Data records:
%%
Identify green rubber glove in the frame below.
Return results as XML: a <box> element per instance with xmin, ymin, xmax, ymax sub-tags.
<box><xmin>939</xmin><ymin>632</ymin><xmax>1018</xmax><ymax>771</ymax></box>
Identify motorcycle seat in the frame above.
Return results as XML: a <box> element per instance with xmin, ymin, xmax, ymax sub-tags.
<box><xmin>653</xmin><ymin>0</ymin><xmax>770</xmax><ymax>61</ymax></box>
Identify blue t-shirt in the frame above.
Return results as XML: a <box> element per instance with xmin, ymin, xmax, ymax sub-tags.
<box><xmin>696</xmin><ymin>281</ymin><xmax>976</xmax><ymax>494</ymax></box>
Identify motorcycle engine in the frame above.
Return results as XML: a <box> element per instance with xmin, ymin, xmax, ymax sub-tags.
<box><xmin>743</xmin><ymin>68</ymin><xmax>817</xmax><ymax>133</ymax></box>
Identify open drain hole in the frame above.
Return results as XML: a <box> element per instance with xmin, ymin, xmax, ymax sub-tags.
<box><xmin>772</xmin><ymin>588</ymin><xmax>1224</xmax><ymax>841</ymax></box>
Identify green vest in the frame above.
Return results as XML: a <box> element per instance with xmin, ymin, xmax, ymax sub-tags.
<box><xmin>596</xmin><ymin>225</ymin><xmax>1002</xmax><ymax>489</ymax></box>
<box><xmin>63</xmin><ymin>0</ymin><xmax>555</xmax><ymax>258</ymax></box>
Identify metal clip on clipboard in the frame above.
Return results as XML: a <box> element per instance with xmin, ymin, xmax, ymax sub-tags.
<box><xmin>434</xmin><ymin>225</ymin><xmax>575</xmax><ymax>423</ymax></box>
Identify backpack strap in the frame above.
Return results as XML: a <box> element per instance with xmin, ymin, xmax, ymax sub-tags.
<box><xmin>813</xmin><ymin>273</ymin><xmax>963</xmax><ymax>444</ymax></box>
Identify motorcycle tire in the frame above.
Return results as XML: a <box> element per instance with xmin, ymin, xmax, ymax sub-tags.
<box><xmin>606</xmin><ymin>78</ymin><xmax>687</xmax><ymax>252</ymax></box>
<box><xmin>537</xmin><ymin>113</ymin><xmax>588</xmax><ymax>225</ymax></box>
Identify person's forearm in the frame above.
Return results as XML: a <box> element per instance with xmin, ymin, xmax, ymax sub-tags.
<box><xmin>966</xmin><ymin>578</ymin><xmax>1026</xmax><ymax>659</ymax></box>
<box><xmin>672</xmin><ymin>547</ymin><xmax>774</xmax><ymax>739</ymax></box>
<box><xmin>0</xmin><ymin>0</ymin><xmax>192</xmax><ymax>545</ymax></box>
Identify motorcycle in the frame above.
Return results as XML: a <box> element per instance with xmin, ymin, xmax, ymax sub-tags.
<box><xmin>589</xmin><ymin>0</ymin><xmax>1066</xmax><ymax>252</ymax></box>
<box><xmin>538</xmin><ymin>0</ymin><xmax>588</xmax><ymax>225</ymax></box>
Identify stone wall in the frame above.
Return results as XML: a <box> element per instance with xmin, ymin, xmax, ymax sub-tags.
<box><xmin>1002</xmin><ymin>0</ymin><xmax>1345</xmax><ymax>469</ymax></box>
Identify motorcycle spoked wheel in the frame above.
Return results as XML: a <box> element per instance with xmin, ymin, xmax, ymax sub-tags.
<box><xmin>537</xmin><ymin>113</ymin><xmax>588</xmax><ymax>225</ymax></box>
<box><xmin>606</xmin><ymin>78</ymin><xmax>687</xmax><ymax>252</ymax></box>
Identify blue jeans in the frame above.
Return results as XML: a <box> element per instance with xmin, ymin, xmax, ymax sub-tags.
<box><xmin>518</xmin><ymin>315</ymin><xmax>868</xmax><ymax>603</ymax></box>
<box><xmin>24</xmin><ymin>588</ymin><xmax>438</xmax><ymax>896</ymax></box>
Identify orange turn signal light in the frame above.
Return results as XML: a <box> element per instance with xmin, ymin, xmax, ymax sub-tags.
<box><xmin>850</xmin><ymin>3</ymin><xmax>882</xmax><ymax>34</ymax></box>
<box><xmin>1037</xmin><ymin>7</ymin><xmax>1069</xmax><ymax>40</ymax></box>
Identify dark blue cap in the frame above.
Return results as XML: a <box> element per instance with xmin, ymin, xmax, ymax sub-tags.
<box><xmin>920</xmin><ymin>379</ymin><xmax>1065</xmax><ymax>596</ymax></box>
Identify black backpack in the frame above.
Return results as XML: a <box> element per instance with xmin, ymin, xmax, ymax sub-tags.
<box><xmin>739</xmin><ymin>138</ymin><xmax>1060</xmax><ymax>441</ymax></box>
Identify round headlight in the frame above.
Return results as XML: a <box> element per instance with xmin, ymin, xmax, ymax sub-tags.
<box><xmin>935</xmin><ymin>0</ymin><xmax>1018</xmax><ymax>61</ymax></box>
%%
● GIVEN INSTRUCTION
In all of the rows above, change "Identify" to "Locate" and leave everything else untouched.

● FINISHED ANSWER
Locate green rubber glove in the frame below.
Return results as XML: a <box> element per instance with xmin, ymin, xmax, ymax sub-tags.
<box><xmin>939</xmin><ymin>632</ymin><xmax>1018</xmax><ymax>771</ymax></box>
Locate motorcycle seat in the frame above.
Return results as XML: a <box> element per instance with xmin, ymin, xmax, ymax sub-tags.
<box><xmin>653</xmin><ymin>0</ymin><xmax>770</xmax><ymax>61</ymax></box>
Locate blue t-shirt in the frame above.
Return results as XML: a <box> element per instance with xmin, ymin, xmax, ymax sub-tags.
<box><xmin>696</xmin><ymin>281</ymin><xmax>976</xmax><ymax>494</ymax></box>
Locate motorcycle engine in the frame above.
Return results as XML: a <box> element per instance with xmin, ymin, xmax, ymax sub-tags.
<box><xmin>743</xmin><ymin>68</ymin><xmax>817</xmax><ymax>133</ymax></box>
Locate open drain hole in the frame above.
Return results as XML: a <box> element per instance with xmin, ymin, xmax, ymax sub-tags.
<box><xmin>772</xmin><ymin>588</ymin><xmax>1224</xmax><ymax>841</ymax></box>
Locate green vest in the frame above.
Return results as XML: a <box> element per instance with xmin, ymin, xmax, ymax sub-tags.
<box><xmin>596</xmin><ymin>225</ymin><xmax>1002</xmax><ymax>489</ymax></box>
<box><xmin>63</xmin><ymin>0</ymin><xmax>555</xmax><ymax>258</ymax></box>
Locate metal clip on clipboard in the frame above.
Return results as XML: a <box> element per instance with xmin, ymin, xmax, ymax sub-tags.
<box><xmin>434</xmin><ymin>225</ymin><xmax>575</xmax><ymax>423</ymax></box>
Locate backpack strap in the frame above.
Return results as XML: a <box> element per instance with xmin, ymin, xmax, ymax sub-tags.
<box><xmin>813</xmin><ymin>273</ymin><xmax>963</xmax><ymax>444</ymax></box>
Locate motorcycle tire in the frame above.
Return results as XML: a <box> element per instance with xmin, ymin, xmax, ymax sub-tags.
<box><xmin>606</xmin><ymin>78</ymin><xmax>687</xmax><ymax>252</ymax></box>
<box><xmin>537</xmin><ymin>113</ymin><xmax>588</xmax><ymax>225</ymax></box>
Locate person's forearm in the frame above.
Return results as XML: a <box> element per instance with xmin, ymin, xmax, ymax sub-tags.
<box><xmin>966</xmin><ymin>578</ymin><xmax>1026</xmax><ymax>659</ymax></box>
<box><xmin>672</xmin><ymin>547</ymin><xmax>774</xmax><ymax>739</ymax></box>
<box><xmin>0</xmin><ymin>0</ymin><xmax>192</xmax><ymax>545</ymax></box>
Locate motorcycle in the frame above.
Return results as XML: a <box> element per instance with xmin, ymin, xmax, ymax sub-tags.
<box><xmin>589</xmin><ymin>0</ymin><xmax>1066</xmax><ymax>252</ymax></box>
<box><xmin>538</xmin><ymin>0</ymin><xmax>588</xmax><ymax>225</ymax></box>
Locate stone wall in the frame above.
Return results as XML: a <box> element per instance with xmin, ymin, xmax, ymax sub-tags.
<box><xmin>1002</xmin><ymin>0</ymin><xmax>1345</xmax><ymax>469</ymax></box>
Locate motorcycle spoked wheel in the frame above.
Return results as XML: a <box> element per instance with xmin, ymin, xmax, ymax sub-tags.
<box><xmin>537</xmin><ymin>113</ymin><xmax>588</xmax><ymax>225</ymax></box>
<box><xmin>606</xmin><ymin>78</ymin><xmax>687</xmax><ymax>252</ymax></box>
Locate blue jeans in the frame above.
Return results as XML: a <box> element per instance with xmin, ymin, xmax, ymax sub-tags.
<box><xmin>518</xmin><ymin>315</ymin><xmax>868</xmax><ymax>603</ymax></box>
<box><xmin>24</xmin><ymin>588</ymin><xmax>438</xmax><ymax>896</ymax></box>
Locate orange turn signal light in the frame above.
Return results as XML: a <box> element per instance with xmin, ymin, xmax, ymax sub-tags.
<box><xmin>850</xmin><ymin>3</ymin><xmax>882</xmax><ymax>34</ymax></box>
<box><xmin>1037</xmin><ymin>7</ymin><xmax>1069</xmax><ymax>40</ymax></box>
Locate dark blue cap in the frame above.
Return results as XML: a <box> element per instance with xmin, ymin, xmax, ymax sub-tags.
<box><xmin>920</xmin><ymin>379</ymin><xmax>1065</xmax><ymax>596</ymax></box>
Locate black backpack in the frame above.
Return results as XML: a <box> element per instance with xmin, ymin, xmax, ymax sub-tags.
<box><xmin>739</xmin><ymin>138</ymin><xmax>1060</xmax><ymax>441</ymax></box>
Locate round headlight in the frame above.
Return results as XML: a <box> element per instance with xmin, ymin, xmax, ymax sub-tags.
<box><xmin>935</xmin><ymin>0</ymin><xmax>1018</xmax><ymax>61</ymax></box>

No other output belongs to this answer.